> **Required tasks**:
1. Copy a part of the article on women praying in mosques word for word, starting at the words "However, the court" and stopping after "Ayyappa, was celibate.".
2. According to the article on women praying in mosques, on what grounds had women of childbearing age been kept out of Sabarimala?
3. Carry the article on women praying in mosques forward, picking up right after its last sentence.

> **Source passage**:
··········

On women’s right to pray at mosques, SC issues notices to Centre, AIMPLB
The Supreme Court on Tuesday issued notices to the Centre and the All India Muslim Personal Law Board (AIMPLB) on a petition filed by a Muslim couple from seeking the right for women to pray in mosques.
However, the court added that it wasn’t entirely convinced by their argument because the right to equality could only be demanded from the state and it wasn’t clear whether a place of worship could be equated with a state.
A bench of justices SA Bobde and SA Nazeer said it was entertaining the public interest litigation (PIL) only because of the Sabarimala verdict delivered last year that allowed women of all ages, including those of childbearing age, to pray at the hilltop shrine in Kerala. Women of childbearing age had been barred from entering Sabarimala on grounds that the presiding deity, Lord Ayyappa, was celibate.

··········

> **Provided data**:

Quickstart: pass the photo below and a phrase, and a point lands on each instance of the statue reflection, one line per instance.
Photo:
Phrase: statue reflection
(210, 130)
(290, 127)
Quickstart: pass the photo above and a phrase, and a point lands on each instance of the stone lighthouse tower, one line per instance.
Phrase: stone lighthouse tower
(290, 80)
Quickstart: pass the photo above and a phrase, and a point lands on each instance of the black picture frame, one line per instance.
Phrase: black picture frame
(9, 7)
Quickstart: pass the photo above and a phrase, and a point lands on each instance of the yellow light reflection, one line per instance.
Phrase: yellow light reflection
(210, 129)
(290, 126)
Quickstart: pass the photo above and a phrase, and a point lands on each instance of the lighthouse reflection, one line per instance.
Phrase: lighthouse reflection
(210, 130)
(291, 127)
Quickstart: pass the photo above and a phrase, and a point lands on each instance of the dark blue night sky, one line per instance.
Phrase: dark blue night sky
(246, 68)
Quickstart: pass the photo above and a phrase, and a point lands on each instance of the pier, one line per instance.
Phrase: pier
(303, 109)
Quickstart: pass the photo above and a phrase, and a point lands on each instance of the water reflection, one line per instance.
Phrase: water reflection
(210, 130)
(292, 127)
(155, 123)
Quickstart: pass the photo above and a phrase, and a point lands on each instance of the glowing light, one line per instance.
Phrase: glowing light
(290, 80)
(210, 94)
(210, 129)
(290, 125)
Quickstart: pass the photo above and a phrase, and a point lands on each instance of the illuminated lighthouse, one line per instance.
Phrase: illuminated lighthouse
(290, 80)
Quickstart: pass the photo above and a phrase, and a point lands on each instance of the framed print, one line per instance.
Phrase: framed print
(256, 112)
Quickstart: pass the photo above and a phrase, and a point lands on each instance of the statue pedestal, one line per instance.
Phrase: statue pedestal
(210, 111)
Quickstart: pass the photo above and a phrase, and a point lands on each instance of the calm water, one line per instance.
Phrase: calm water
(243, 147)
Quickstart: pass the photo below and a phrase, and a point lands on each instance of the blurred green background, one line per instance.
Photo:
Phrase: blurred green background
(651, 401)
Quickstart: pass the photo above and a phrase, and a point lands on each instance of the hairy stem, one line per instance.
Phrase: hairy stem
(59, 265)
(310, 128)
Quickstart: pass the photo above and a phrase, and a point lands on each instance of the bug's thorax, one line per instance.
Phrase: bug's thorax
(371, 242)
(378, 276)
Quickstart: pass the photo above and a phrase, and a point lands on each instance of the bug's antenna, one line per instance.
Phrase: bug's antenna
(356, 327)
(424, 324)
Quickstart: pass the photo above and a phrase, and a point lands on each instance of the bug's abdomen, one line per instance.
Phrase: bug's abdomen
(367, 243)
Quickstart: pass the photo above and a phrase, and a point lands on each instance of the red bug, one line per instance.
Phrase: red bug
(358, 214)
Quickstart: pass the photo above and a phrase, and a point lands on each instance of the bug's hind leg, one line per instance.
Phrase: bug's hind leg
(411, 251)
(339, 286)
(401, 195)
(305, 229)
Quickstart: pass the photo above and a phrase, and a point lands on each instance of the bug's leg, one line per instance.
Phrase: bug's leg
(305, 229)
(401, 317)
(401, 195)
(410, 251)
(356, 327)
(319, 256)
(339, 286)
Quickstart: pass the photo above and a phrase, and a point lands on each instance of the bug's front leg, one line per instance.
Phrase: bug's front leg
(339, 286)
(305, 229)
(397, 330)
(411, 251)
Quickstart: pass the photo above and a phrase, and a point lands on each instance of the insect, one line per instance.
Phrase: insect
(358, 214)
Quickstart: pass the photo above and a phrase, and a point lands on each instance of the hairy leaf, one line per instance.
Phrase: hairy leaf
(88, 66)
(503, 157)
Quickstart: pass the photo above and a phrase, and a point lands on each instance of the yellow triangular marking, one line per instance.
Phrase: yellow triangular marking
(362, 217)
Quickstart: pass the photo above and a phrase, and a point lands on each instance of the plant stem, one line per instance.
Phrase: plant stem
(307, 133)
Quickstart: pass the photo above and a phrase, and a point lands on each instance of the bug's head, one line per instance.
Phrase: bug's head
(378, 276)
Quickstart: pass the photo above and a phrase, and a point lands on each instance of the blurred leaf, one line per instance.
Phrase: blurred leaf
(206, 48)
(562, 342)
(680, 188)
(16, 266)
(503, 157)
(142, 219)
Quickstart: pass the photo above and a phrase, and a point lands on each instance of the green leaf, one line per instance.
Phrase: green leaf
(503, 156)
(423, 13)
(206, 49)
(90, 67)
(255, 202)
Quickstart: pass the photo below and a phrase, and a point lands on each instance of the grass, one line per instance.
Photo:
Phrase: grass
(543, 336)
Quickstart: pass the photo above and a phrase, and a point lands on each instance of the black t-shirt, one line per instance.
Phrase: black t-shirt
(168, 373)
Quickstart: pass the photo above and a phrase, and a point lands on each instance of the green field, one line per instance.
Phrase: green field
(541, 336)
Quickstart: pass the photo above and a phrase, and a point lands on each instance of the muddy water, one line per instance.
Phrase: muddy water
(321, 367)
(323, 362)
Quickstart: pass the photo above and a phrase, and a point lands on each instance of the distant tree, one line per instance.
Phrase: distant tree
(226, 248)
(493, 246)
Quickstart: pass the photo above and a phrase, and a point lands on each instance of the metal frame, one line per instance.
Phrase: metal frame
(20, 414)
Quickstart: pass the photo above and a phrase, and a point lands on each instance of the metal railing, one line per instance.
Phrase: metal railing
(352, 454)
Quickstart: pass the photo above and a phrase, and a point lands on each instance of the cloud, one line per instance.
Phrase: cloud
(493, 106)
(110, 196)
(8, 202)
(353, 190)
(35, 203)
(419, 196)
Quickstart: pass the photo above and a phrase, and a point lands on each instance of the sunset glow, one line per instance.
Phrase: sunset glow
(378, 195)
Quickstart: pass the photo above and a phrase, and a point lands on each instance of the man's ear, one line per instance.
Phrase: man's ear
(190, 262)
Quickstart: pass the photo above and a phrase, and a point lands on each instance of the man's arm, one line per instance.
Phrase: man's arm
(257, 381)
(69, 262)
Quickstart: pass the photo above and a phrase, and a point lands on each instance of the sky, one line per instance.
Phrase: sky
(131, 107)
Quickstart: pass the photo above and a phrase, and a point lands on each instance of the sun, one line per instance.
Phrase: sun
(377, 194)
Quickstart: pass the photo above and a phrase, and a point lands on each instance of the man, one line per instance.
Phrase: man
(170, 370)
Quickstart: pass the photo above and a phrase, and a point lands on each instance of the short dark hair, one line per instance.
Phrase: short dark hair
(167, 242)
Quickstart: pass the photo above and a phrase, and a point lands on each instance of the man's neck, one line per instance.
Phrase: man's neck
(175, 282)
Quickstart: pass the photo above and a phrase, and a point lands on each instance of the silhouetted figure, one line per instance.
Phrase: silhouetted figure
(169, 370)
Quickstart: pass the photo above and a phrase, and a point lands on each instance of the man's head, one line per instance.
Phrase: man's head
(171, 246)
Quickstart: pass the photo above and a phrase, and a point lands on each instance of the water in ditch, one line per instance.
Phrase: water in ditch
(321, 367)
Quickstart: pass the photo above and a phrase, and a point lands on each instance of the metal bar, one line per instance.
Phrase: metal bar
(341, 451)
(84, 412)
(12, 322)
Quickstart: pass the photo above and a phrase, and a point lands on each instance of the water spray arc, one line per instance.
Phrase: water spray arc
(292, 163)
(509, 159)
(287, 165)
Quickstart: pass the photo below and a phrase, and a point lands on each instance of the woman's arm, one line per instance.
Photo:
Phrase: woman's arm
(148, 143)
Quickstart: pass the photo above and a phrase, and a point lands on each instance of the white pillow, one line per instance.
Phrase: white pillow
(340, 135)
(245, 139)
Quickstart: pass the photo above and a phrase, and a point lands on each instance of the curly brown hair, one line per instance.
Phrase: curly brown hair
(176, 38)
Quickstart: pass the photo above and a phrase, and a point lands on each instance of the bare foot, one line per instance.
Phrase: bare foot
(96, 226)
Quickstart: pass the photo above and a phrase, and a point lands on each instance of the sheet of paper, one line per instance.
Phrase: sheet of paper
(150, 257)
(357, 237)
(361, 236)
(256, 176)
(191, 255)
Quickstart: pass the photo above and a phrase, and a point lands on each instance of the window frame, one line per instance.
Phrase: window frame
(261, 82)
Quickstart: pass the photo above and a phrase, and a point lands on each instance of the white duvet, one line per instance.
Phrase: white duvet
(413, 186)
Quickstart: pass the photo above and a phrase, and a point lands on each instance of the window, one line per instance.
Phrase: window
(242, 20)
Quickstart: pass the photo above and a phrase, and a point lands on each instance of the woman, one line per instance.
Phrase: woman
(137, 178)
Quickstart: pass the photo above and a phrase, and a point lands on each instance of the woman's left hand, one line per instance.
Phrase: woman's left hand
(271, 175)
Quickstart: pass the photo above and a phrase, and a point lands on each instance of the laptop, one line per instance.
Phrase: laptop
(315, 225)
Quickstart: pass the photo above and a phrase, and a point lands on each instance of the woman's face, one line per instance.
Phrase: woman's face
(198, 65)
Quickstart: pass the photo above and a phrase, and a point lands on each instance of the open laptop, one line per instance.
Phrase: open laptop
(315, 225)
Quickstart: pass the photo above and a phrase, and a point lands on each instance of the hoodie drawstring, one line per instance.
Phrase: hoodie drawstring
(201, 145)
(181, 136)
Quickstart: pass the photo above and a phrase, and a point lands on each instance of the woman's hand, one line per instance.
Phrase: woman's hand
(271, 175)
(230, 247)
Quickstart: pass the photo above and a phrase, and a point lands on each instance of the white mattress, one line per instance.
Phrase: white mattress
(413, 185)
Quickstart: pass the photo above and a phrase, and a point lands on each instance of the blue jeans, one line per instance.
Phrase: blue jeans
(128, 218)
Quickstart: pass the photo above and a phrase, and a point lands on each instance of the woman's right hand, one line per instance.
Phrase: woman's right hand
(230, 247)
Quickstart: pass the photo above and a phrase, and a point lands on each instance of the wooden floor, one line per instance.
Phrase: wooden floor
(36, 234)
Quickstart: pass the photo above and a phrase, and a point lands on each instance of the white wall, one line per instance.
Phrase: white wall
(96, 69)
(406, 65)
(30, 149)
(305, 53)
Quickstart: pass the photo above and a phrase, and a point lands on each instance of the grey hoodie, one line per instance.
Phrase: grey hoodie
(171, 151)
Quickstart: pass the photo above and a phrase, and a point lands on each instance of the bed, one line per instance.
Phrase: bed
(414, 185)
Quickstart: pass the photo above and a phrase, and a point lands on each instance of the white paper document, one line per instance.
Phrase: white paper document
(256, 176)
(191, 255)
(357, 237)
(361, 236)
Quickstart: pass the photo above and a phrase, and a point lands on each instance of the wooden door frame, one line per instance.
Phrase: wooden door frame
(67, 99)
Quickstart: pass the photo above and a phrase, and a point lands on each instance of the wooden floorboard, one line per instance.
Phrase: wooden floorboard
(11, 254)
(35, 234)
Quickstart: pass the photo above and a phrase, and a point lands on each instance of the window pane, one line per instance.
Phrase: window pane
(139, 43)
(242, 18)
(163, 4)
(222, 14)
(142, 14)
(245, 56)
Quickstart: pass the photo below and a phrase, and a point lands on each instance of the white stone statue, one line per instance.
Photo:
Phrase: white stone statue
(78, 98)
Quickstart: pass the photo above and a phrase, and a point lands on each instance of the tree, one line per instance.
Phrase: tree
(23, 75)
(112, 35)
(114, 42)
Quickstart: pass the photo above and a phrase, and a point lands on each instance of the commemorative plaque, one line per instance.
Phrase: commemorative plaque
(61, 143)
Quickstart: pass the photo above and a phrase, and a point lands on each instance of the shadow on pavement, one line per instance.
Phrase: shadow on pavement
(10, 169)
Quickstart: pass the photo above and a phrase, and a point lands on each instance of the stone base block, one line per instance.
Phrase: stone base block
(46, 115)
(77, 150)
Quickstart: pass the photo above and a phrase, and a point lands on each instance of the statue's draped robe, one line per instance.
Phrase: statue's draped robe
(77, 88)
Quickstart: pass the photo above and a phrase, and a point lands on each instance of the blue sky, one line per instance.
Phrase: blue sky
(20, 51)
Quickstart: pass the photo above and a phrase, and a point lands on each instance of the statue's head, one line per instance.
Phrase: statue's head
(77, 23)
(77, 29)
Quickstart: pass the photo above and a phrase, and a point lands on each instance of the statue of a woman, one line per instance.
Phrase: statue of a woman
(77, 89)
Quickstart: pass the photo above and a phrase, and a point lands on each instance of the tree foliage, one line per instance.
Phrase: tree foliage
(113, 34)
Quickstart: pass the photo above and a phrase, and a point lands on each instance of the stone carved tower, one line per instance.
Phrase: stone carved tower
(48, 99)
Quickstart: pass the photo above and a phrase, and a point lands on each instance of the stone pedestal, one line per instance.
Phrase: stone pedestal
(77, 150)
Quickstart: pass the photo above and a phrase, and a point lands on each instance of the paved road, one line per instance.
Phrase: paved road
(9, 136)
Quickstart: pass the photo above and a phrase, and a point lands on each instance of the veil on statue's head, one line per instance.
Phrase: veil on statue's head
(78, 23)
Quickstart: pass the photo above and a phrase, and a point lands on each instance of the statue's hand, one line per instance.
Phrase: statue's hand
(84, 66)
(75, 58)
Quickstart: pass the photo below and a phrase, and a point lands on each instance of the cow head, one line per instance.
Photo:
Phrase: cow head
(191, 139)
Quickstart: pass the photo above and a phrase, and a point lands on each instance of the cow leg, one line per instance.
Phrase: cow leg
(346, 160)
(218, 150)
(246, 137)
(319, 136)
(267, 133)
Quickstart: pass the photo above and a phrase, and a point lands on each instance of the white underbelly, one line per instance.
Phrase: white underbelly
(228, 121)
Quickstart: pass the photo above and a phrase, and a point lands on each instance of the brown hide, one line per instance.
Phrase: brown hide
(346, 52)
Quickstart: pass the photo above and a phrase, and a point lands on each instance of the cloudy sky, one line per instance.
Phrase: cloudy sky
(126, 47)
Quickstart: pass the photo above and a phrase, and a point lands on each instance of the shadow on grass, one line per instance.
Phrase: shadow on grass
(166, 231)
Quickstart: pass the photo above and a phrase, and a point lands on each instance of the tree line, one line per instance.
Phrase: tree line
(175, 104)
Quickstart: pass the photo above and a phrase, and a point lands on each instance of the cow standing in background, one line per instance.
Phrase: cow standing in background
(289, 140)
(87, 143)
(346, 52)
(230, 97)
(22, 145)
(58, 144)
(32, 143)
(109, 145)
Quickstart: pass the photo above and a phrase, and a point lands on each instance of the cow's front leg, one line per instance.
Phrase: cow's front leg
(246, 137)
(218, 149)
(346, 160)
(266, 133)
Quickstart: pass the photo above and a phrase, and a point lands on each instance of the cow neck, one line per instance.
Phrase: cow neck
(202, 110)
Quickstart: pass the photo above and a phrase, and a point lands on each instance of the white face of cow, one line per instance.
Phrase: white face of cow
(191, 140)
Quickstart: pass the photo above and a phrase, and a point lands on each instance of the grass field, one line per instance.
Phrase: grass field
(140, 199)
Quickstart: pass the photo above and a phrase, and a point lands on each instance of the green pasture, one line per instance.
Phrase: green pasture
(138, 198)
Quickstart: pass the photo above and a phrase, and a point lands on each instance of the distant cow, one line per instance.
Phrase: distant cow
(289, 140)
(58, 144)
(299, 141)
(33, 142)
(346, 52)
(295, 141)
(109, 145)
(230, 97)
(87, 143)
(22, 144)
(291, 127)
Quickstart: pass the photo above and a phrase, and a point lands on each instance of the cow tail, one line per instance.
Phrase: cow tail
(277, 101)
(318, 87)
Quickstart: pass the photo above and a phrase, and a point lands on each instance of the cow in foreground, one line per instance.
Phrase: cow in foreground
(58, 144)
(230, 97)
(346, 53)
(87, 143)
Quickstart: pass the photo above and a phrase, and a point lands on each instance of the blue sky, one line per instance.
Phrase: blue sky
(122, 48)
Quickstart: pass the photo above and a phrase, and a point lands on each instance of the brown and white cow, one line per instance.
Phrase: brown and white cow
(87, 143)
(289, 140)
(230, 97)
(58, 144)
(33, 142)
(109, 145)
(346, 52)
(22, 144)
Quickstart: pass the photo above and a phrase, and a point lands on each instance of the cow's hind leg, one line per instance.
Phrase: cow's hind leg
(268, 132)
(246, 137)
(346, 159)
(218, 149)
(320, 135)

··········

> **Responses in order**:
1.
However, the court added that it wasn’t entirely convinced by their argument because the right to equality could only be demanded from the state and it wasn’t clear whether a place of worship could be equated with a state.
A bench of justices SA Bobde and SA Nazeer said it was entertaining the public interest litigation (PIL) only because of the Sabarimala verdict delivered last year that allowed women of all ages, including those of childbearing age, to pray at the hilltop shrine in Kerala. Women of childbearing age had been barred from entering Sabarimala on grounds that the presiding deity, Lord Ayyappa, was celibate.

2. They were barred because the presiding deity, Lord Ayyappa, was celibate.

3.
“We are not convinced with your argument. We are only hearing you because of the Sabarimala judgement. The provision for Right to Equality under the Constitution can only be invoked against the state and not against an individual who is inside a mosque,” the court added.
The petition, filed by Yasmin Zuber Ahmad Peerzade and Zuber Ahmad Nazir Ahmad Peerzade, refers to the Sabarimala verdict to say that women have the right to worship in mosques. The couple has said that there are no Muslim laws barring women from entering mosques and offering prayers.
In reality, women are discouraged from entering mosques. And those mosques that do allow them, confine them to an enclosed area where prayers can be offered. At the start of the hearing the bench asked the lawyer about the SC order in the Haji Ali Dargah matter. The top court had nudged the Haji Ali Dargah Trust to concede in October 2016 to allow women to enter the sanctum sanctorum. Women’s entry was stopped inside the dargah in 2011-12.
On being asked, the petitioner’s counsel said women were allowed to offer prayers inside Mecca. Justice Nazeer, however, doubted his assertion and said there was no common congregation there either.
The petition, filed under Article 32 (on protection of fundamental rights) , quoted from the Sabarimala judgment saying, “religion cannot be used as cover to deny rights or worship to women and a prohibition on women to offer prayers is against human dignity.”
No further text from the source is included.